▸ Document section:
++++++++

I am back to writing small scale ontologies for my research prototypes. In the interests of reusability, I would like to extend definitions of my atomic concepts from concepts in high level ontologies such as the Basic Formal Ontology (BFO), the Information Artifact Ontology (IAO), and the General Formal Ontology (GFO). I would like to reuse relation definitions from the Relation Ontology from the OBO Foundry and Michel Dumontier's extensions. However, a simple import on my ontology development tool (TopBraid) for any of these ontologies is enough to bring the whole application to its knees. Let us say I want to define a concept Fusion as a subconcept of the high level ontology concept Chronoid from GFO. Fusion is the root concept of my ontology and I only need to extend one concept from GFO. Instead, I am stuck with importing the ENTIRE GFO ontology, lock, stock, and barrel. With no other alternative, I am stuck with creating "concept silos," isolated from the rest of the Semantic Web. Rather ironical. Wouldn't it be nice to use just what I want and leave everything else out?
That was the idea behind MIREOT (Minimum Information to Reference an External Ontology Term), a nice little workaround developed by the good folks at the OBI (Ontology for Biomedical Investigations) workgroup. MIREOT can actually used as a verb by as in, "I MIREOTed the BiologicalProcess concept from the Gene Ontology." Compare that with importing all of GO! MIREOT has been around for a few years now, however, there seems to be no available MIREOT plugin for popular ontology development tools like Protege and TopBraid. I'm not sure about the Sentient Knowledge Explorer from IO Informatics. This was a very nice looking tool I was introduced to during my post doctoral stint with Mark Wilkinson at UBC. This may be something worth looking into.
Another idea. Why do we need to import these huge ontologies in the first place? Given network connections speeds today, wouldn't be even easier for an agent to check a URI to confirm a referenced concept exists remotely, and create a subconcept or even a subrelation link from the referencing ontology to the referenced concept? This would work just same as a hyperlink from Web 1.0. Thoughts?

++++++++

▸ Recorded information:
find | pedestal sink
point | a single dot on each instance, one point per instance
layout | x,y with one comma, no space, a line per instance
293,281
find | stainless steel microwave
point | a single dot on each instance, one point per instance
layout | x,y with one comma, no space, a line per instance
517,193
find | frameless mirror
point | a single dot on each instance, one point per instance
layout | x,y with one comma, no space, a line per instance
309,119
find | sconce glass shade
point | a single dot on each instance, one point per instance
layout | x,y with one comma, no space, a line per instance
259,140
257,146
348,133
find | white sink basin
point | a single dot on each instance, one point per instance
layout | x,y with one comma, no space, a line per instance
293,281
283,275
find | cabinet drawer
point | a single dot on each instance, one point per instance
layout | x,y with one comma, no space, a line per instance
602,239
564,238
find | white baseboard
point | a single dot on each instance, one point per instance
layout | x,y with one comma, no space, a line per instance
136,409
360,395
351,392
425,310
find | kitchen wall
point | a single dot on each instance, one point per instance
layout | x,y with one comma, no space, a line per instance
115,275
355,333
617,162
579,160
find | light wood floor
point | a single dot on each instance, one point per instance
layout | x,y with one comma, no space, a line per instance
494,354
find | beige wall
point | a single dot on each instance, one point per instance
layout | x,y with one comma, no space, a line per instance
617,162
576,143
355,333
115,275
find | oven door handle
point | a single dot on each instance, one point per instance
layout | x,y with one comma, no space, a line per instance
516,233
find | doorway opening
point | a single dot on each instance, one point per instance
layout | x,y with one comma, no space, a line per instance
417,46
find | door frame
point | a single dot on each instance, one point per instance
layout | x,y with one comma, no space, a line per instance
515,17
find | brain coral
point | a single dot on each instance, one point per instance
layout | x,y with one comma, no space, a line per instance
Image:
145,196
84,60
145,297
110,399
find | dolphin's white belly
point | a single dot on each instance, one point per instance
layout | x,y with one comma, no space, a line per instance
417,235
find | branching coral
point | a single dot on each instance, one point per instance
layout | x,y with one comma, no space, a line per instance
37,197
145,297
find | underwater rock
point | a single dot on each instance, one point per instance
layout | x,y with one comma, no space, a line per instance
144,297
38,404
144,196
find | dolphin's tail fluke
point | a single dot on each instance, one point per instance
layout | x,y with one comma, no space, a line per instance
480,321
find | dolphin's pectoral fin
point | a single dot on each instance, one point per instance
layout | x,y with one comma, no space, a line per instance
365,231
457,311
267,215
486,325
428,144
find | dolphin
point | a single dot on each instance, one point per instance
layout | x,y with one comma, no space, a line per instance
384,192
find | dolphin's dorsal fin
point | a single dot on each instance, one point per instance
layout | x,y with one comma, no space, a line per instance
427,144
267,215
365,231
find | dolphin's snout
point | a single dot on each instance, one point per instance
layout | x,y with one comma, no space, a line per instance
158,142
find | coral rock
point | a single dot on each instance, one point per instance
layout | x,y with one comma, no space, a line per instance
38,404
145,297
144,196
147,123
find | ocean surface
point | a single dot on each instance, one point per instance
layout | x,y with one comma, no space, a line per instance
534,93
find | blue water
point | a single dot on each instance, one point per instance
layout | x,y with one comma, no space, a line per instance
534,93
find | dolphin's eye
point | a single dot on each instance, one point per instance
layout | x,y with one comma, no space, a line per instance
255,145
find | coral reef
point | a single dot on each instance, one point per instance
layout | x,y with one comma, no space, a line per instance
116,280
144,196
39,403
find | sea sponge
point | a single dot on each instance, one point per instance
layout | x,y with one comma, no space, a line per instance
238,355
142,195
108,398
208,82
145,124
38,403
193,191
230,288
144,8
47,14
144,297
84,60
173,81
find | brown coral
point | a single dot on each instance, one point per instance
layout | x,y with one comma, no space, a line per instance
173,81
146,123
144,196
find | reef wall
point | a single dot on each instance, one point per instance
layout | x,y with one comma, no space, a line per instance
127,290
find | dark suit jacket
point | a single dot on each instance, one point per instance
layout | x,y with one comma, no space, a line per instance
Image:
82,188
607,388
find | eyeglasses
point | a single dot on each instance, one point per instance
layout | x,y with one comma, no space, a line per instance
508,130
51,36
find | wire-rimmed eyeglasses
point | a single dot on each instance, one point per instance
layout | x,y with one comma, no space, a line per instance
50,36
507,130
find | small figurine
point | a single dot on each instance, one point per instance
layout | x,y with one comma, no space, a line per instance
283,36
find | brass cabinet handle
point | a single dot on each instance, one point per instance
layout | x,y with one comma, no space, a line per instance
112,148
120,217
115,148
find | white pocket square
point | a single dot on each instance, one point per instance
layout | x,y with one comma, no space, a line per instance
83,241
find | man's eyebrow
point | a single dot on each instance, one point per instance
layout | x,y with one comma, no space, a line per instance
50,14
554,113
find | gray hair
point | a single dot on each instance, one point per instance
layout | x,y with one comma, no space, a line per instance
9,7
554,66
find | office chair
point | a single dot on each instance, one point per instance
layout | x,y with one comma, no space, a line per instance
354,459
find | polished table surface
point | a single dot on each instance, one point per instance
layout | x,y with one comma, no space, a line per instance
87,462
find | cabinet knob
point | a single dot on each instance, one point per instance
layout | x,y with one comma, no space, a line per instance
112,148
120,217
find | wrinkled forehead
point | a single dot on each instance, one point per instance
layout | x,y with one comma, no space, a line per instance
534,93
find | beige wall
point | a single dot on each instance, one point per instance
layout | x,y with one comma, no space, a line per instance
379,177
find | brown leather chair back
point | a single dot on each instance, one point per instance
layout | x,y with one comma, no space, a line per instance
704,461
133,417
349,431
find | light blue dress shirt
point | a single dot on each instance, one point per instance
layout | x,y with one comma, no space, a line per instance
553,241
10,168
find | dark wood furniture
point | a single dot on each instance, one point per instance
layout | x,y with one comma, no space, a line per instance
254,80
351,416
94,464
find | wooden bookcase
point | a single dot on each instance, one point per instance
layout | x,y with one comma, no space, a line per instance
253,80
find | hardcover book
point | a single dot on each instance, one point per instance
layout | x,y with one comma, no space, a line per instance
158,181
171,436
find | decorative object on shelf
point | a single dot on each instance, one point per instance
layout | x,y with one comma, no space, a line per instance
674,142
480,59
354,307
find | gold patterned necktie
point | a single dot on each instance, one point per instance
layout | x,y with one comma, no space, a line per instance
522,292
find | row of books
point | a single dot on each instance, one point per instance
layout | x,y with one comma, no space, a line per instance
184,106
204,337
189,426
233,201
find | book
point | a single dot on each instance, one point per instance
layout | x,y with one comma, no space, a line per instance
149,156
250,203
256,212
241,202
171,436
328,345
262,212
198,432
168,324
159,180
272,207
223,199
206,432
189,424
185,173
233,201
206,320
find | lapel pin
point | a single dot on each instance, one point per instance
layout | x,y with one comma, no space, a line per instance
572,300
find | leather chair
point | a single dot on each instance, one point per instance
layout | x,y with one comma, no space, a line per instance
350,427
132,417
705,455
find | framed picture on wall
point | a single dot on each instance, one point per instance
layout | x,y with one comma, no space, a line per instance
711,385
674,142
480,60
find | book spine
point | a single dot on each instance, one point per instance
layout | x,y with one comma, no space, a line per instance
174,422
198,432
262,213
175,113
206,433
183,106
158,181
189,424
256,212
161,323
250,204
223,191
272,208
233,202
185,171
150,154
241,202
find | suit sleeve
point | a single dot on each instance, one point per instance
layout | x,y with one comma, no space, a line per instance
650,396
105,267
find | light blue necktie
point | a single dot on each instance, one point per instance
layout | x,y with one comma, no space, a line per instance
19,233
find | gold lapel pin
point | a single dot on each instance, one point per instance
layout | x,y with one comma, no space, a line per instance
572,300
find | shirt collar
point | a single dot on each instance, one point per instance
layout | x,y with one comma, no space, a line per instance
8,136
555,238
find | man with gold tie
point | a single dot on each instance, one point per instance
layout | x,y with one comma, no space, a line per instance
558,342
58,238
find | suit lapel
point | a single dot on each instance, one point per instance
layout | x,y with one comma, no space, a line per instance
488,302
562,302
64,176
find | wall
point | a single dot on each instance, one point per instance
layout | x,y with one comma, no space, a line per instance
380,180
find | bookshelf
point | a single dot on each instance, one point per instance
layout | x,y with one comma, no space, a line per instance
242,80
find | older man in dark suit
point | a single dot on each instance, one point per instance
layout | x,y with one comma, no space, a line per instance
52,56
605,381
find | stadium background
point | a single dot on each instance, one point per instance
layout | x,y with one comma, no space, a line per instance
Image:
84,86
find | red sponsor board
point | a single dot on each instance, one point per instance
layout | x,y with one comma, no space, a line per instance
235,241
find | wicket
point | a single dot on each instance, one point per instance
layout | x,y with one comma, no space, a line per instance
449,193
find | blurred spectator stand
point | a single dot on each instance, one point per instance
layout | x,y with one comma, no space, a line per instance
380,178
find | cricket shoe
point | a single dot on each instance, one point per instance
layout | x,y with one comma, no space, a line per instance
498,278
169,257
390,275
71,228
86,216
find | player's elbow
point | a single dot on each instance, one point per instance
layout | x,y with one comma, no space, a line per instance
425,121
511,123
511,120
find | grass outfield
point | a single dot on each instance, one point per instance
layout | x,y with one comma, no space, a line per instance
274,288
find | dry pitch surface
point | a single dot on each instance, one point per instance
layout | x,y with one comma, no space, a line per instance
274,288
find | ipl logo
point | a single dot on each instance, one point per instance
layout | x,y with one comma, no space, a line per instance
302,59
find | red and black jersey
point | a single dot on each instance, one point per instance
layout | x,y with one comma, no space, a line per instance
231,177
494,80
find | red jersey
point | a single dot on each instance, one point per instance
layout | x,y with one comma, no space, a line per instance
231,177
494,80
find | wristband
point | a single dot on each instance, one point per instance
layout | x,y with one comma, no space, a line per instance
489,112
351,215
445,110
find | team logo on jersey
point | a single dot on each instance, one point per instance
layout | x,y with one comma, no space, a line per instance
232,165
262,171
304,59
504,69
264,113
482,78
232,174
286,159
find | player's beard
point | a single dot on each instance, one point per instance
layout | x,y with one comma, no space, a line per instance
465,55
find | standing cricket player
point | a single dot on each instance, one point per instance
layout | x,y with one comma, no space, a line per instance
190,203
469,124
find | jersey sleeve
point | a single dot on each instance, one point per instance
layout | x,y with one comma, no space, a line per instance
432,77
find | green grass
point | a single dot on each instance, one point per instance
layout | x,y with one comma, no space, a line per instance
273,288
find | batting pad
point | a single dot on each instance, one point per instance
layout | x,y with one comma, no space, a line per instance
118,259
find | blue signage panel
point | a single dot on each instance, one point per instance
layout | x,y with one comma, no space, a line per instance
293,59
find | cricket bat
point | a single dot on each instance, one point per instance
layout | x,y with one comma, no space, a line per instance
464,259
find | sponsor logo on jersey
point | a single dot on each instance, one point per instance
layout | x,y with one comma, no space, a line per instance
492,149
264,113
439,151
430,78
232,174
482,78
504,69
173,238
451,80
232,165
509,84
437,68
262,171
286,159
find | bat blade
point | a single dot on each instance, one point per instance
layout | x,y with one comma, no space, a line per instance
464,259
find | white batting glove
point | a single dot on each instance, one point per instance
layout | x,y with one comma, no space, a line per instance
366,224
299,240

++++++++

▸ What is needed: Reproduce verbatim the passage of the post on importing ontologies that runs from "Another idea. Why" up to and including "Web 1.0. Thoughts?".

▸ Answer space:
Another idea. Why do we need to import these huge ontologies in the first place? Given network connections speeds today, wouldn't be even easier for an agent to check a URI to confirm a referenced concept exists remotely, and create a subconcept or even a subrelation link from the referencing ontology to the referenced concept? This would work just same as a hyperlink from Web 1.0. Thoughts?